INFORMATION GIVEN
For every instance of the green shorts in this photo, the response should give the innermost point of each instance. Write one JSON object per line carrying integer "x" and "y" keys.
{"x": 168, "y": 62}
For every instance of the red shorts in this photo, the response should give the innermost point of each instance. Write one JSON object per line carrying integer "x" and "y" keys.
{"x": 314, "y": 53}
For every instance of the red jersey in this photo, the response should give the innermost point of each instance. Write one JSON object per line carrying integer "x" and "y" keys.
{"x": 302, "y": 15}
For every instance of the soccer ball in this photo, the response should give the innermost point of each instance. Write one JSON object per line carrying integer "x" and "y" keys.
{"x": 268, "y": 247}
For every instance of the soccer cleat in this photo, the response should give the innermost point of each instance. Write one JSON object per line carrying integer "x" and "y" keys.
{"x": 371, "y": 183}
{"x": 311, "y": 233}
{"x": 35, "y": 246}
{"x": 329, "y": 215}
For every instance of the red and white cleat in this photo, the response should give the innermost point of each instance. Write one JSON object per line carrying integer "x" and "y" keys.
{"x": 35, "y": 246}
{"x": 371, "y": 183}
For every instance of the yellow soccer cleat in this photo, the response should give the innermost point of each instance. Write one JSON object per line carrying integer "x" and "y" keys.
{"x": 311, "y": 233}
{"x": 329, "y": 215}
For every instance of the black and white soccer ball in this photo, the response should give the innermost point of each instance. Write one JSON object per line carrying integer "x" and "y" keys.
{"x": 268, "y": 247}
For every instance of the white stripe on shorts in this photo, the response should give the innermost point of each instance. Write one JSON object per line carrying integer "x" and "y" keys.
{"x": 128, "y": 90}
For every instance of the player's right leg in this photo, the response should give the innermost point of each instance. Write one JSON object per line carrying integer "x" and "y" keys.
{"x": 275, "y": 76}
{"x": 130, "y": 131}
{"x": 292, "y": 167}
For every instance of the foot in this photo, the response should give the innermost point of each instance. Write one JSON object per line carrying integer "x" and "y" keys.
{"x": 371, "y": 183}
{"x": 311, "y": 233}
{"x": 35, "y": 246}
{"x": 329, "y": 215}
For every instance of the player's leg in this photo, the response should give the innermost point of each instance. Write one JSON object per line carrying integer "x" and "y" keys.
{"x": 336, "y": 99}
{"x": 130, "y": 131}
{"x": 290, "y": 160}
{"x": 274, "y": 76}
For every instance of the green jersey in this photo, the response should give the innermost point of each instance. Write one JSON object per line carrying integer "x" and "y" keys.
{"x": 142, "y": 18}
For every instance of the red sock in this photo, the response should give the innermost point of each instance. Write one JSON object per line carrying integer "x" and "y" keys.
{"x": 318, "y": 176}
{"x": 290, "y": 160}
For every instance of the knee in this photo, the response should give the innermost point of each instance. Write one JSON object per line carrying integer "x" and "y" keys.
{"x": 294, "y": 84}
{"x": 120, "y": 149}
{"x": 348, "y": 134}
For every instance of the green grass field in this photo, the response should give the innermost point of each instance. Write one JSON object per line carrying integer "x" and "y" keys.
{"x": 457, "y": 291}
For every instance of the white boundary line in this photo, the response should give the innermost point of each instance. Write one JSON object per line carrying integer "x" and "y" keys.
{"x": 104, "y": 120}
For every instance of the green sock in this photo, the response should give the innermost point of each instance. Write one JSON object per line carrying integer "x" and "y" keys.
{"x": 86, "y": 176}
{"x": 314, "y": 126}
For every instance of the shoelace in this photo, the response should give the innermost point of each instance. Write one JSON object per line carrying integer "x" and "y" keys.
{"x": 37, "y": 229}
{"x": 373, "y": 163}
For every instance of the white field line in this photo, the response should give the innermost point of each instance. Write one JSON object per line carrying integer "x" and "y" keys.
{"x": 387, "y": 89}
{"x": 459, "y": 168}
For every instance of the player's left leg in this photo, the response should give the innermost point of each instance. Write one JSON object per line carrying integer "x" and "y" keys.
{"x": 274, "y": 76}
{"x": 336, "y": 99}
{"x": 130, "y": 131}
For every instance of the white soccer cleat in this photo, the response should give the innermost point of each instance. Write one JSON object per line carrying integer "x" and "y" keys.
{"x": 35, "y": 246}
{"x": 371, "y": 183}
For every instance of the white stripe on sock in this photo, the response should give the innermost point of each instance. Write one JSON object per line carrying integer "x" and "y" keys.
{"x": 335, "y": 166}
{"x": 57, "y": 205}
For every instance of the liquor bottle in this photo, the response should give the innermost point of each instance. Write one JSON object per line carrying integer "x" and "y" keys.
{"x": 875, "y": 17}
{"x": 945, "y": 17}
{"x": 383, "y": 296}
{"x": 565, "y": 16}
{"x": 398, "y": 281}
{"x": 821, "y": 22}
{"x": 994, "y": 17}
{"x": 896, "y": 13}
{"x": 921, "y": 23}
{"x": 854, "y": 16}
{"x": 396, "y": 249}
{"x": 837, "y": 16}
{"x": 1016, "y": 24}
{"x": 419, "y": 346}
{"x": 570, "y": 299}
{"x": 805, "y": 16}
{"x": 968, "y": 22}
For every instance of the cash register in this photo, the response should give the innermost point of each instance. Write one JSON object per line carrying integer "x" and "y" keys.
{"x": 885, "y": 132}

WHAT IS ASKED
Extract every entry in the listing word for word.

WRITTEN RESPONSE
For every instance of the green shorts in this photo, the response should give the innermost point of each instance. Write one JSON object per line carrying integer "x" and "y" keys.
{"x": 168, "y": 62}
For every instance of the red shorts in this photo, the response should give the innermost point of each instance. Write one JSON object per line carrying integer "x" and "y" keys.
{"x": 314, "y": 53}
For every instance of the red jersey in this photo, the response should give the innermost point of each instance. Write one JSON object per line carrying integer "x" and "y" keys.
{"x": 302, "y": 15}
For every instance of the soccer ball in this photo, the response should give the innermost point of each instance. Write one JSON object per line carrying integer "x" and "y" keys.
{"x": 268, "y": 247}
For every instance of the soccer cleat in this photo, the response should give the innermost point of each instance. Write one JSON object per line carrying integer "x" and "y" keys.
{"x": 371, "y": 183}
{"x": 311, "y": 233}
{"x": 35, "y": 246}
{"x": 329, "y": 215}
For every instance of the red and white cleat in this photo, the response should give the innermost point of each instance. Write one JSON object per line carrying integer "x" and "y" keys.
{"x": 35, "y": 246}
{"x": 371, "y": 183}
For every instance of the yellow soccer cleat in this photo, the response should give the innermost point of each instance. Write one JSON object per line carrying integer "x" and "y" keys.
{"x": 311, "y": 233}
{"x": 329, "y": 215}
For every instance of the black and white soccer ball in this photo, the response should give the innermost point of each instance. Write one JSON object per line carrying integer "x" and "y" keys.
{"x": 268, "y": 247}
For every instance of the white stripe on shorts in this photo, the response should give the innermost point of each instance. Write one JSON object per line carrying integer "x" and "y" keys.
{"x": 128, "y": 90}
For every instance of the player's right leg in this photo, the response should give the innermost point of each instance. Write one JSON object per line carrying integer "x" and "y" keys.
{"x": 275, "y": 76}
{"x": 130, "y": 131}
{"x": 292, "y": 167}
For every instance of the foot in this photo, the response should give the innermost point of each instance. Write one JSON object per line carrying integer "x" and "y" keys.
{"x": 371, "y": 183}
{"x": 311, "y": 233}
{"x": 35, "y": 246}
{"x": 329, "y": 215}
For every instance of the player's leg in this photo, the response should give the innermost point of each instance. Write one JSON object per line carrying integer "x" and "y" keys.
{"x": 336, "y": 99}
{"x": 130, "y": 131}
{"x": 290, "y": 160}
{"x": 274, "y": 76}
For every instance of the green jersey in this photo, the response should give the innermost point of each instance. Write one JSON object per line carrying integer "x" and "y" keys.
{"x": 142, "y": 18}
For every instance of the red sock in this photo, the response should give the innermost point of each instance. Write one JSON object per line carrying integer "x" and "y" keys.
{"x": 318, "y": 176}
{"x": 290, "y": 160}
For every instance of the knee in this photo, the response should give the innermost point of each instance. Write one JSON object per line carrying integer "x" and "y" keys.
{"x": 294, "y": 84}
{"x": 120, "y": 149}
{"x": 348, "y": 134}
For every instance of the green grass field in this photo, the response should give the innermost point of each instance. Write one JSON object per line carrying integer "x" and "y" keys.
{"x": 457, "y": 291}
For every instance of the white boundary line in this photo, the response should give the innermost point of each instance. Write one JSON object per line carrying integer "x" and "y" keys.
{"x": 104, "y": 120}
For every instance of the green sock in this photo, the response should give the innermost point of each instance. Write one JSON object per line carrying integer "x" and "y" keys.
{"x": 86, "y": 176}
{"x": 314, "y": 126}
For every instance of the shoelace in this photo, the response should give the innermost point of each instance. Write one JSON object per line carrying integer "x" and "y" keys.
{"x": 37, "y": 229}
{"x": 373, "y": 163}
For every instance of the white field line in this photo, the response should give the innermost point of each instance. Write one JSON object per line carrying integer "x" and "y" keys.
{"x": 387, "y": 89}
{"x": 459, "y": 168}
For every instance of the player's left leg in this photo, the response should give the innermost point of each instance. Write one JSON object per line carrying integer "x" and "y" keys.
{"x": 274, "y": 76}
{"x": 336, "y": 99}
{"x": 130, "y": 131}
For every instance of the white soccer cleat in this photo, the response should give the innermost point of each instance. Write one JSON object per line carrying integer "x" and "y" keys.
{"x": 35, "y": 246}
{"x": 371, "y": 183}
For every instance of the white stripe on sock in this photo, the response should give the innermost point of each instance. Write one JSON object per line carrying integer "x" and "y" keys.
{"x": 335, "y": 166}
{"x": 57, "y": 205}
For every instance of the liquor bottle in this photo, the response should give the innermost point of each instance. Write one JSON object per line carrying integer "x" and "y" keys.
{"x": 875, "y": 17}
{"x": 945, "y": 17}
{"x": 383, "y": 296}
{"x": 565, "y": 16}
{"x": 398, "y": 281}
{"x": 821, "y": 22}
{"x": 994, "y": 17}
{"x": 896, "y": 13}
{"x": 921, "y": 23}
{"x": 854, "y": 16}
{"x": 396, "y": 249}
{"x": 837, "y": 16}
{"x": 1016, "y": 24}
{"x": 419, "y": 346}
{"x": 570, "y": 299}
{"x": 805, "y": 16}
{"x": 968, "y": 22}
For every instance of the cash register in this photo, the response should give the innermost point of each instance. Write one JSON object per line carrying integer "x" and "y" keys.
{"x": 885, "y": 132}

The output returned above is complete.